Roberto Calasso, La letteratura e gli dèi
Biblioteca Adelphi, Prima edizione 2001
pp. 183, Euro 14,46

Dal risvolto di copertina
: A lungo gli scrittori hanno parlato degli dèi perché la comunità affidava loro questo compito. Ma poi hanno continuato a scriverne, anche quando la comunità avrebbe ignorato o avversato quegli stessi dèi e il divino da cui promanano. Chi erano quelle figure? Perché i loro nomi affioravano sempre, imperiosamente o allusivamente? Innanzitutto gli dèi della Grecia, che sin dalla Firenze quattrocentesca degli Orti Oricellari – dove poeti, pensatori e pittori quali Botticelli, Poliziano o Marsilio Ficino si proponevano di tornare a celebrare i misteri pagani – attraversano per secoli, come onde possenti e capricciose, la vita mentale dell’Europa, depositandosi in statue, quadri, versi. E in seguito, a partire dai primi anni del Romanticismo tedesco, dèi provenienti da ogni spicchio dell’orizzonte, e in particolare dall’Oriente. Dèi dai nomi oscuri, ma ancora una volta paurosi e ammalianti. Le loro figure si mescolano ora a un rivolgimento delle forme, a una fuga della letteratura dal maestoso edificio della retorica, che a lungo l’aveva ospitata, verso una terra che non è descritta sulle mappe ma dove – da Hölderlin e Novalis a Mallarmé, a Proust e sino a oggi – siamo ormai abituati a ritrovare la letteratura stessa nella sua metamorfosi più azzardata ed essenziale, insofferente di ogni servitù verso la società e portatrice di un sapere irriducibile a ogni altro, che qui viene delineato sotto il nome di letteratura assoluta.

- Consegna:
Rispondi alle domande sul testo sul libro di Calasso.
(a) In quale anno è uscita la prima edizione del volume?
(b) Quali poeti, pensatori e pittori degli Orti Oricellari vengono nominati?
(c) A partire da quale periodo, secondo il testo, compaiono dèi provenienti da ogni spicchio dell'orizzonte?
I dati riportati più avanti costituiscono materiale a sé, distinto dal testo sul libro di Calasso.

- Dati forniti:
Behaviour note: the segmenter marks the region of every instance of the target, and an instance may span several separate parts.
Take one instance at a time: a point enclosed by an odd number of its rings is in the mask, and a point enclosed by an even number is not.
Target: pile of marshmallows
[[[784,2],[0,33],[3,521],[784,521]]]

- Risposta:
(a) Nel 2001.
(b) Botticelli, Poliziano e Marsilio Ficino.
(c) Dai primi anni del Romanticismo tedesco.